[[ Excerpt open ]]

Such were my initial impressions as I opened the packaging on LEGO set 853967: The Wooden Minifigure.
I spent the afternoon glaring at it as I walked around the house doing other things, periodically stopping to pick it up and twist the limbs harder, since I was surely mistaken and they must move. My wife’s initial enthusiasm for the piece was quickly infected by my ire and she commented, “The cool thing about LEGO minifigures are all the accessories that fit in their hands. It’s too bad this is at a different scale.”
This was actually an encouraging thought to me, though. I replied with rekindled enthusiasm, “Not so, good wife! These hands are designed to fit a 2×2 round brick just so!” Presently, we removed the mix of random coloured bricks (I shouldn’t say random as I am certain that they are the same carefully chosen bricks in all sets, but the colours are a mishmash of bright hues) and quickly assembled a pencil, more or less, out of the provided 2×2 round bricks, and inserted it into the fellow’s reliable little, yellow plastic hands from which it slipped right on out and fell to the table.

[[ Excerpt closed ]]
[[ Dataset section open ]]

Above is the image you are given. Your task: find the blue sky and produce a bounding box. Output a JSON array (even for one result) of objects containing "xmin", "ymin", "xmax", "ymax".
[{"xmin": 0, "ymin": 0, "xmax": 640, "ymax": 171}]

[[ Dataset section closed ]]

» **Problem 1**
What set number does the passage about the LEGO Wooden Minifigure give for the figure?
» **Problem 2**
Write what comes next in the passage about the LEGO Wooden Minifigure, starting after its final sentence.

» **Answer 1**
853967

» **Answer 2**
My jaw dropped, and my brow followed suit. “There is NO CLUTCH?!”
That is correct. The fellow has wooden limbs, and his hands clutch nothing. You are obliged to turn the hands so that items balance in them.
I admit I was in a black mood for a couple hours thereafter, stewing over the fact that with some basic wood tools I could likely build a reasonable facsimile out of a chunk of firewood, with articulated arms and legs, in an afternoon, bill carpenter rates and still sell it cheaper than LEGO’s mass-produced-in-Vietnam paperweight. Then I looked over at the stiff with outstretched arms and said, “He might as well be in a body cast.”
Suddenly, I remembered that I am a photographer and not a carpenter (I am a carpenter), and my imagination can see beyond blueprints. “Yes, he could be in a body cast!” I mused. “Or… dancing! He only lacks a partner.”
I went to my toy drawer and scanned over the figures till my gaze fell on a Marvel Legends Wasp. A perfect match, as she is a head shorter than he, and can believably be minifigure size anyway. I set up a quick dancing pose on my desk and was immediately enamoured. This has inspired a whole series of relationship-themed photos.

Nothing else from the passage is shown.